Wherever a proceeding in a criminal matter deviates from the course of the common law by jury, whether such proceeding be introduced by statute or by a Constitution, such statute and such Constitution ought to be strictly construed. If any one thinks I have dwelt too long on this prefatory matter, let him read the encomium on trial by jury, by Mr. Justice Blackstone; let him read Hume's History of England, vol. i. p. 98, and Blackstone's Com. vol. iii. p. 349, and Black. Com. vol. iv. pp. 349, 414; he will not find trials by jury spoken of in those qualifying observations which Woodeson applies to the trial by impeachment.

Thus far I urge the argument and no farther. The constitutional power of impeachment is to be strictly construed. If the question that now arises be involved in doubts, those doubts ought to be decisive in favour of the accused. The power is to be extended only so far as is expressed, or to be clearly inferred, by a fair and clear, if not necessary, implication from what is expressed. Lacknowledge that the trial by jury, like every human institution, is liable to abuse; but I contend that it is less so, infinitely less so, than trial by impeachment. The demon of faction most frequently extends his sceptre over numerous bodies of men.

▬▬▬▬▬▬

Retype part of the passage on impeachment word for word. Begin at the words "Thus far I urge" and stop after "bodies of men.". The records that follow have nothing to do with the passage on impeachment.

▬▬▬▬▬▬

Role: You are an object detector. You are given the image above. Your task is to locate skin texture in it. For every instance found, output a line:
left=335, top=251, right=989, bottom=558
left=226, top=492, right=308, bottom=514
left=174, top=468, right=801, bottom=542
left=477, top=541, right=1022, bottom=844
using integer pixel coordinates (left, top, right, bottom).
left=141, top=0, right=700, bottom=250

▬▬▬▬▬▬

_OUTPUT OF THE EXERCISE_
Thus far I urge the argument and no farther. The constitutional power of impeachment is to be strictly construed. If the question that now arises be involved in doubts, those doubts ought to be decisive in favour of the accused. The power is to be extended only so far as is expressed, or to be clearly inferred, by a fair and clear, if not necessary, implication from what is expressed. Lacknowledge that the trial by jury, like every human institution, is liable to abuse; but I contend that it is less so, infinitely less so, than trial by impeachment. The demon of faction most frequently extends his sceptre over numerous bodies of men.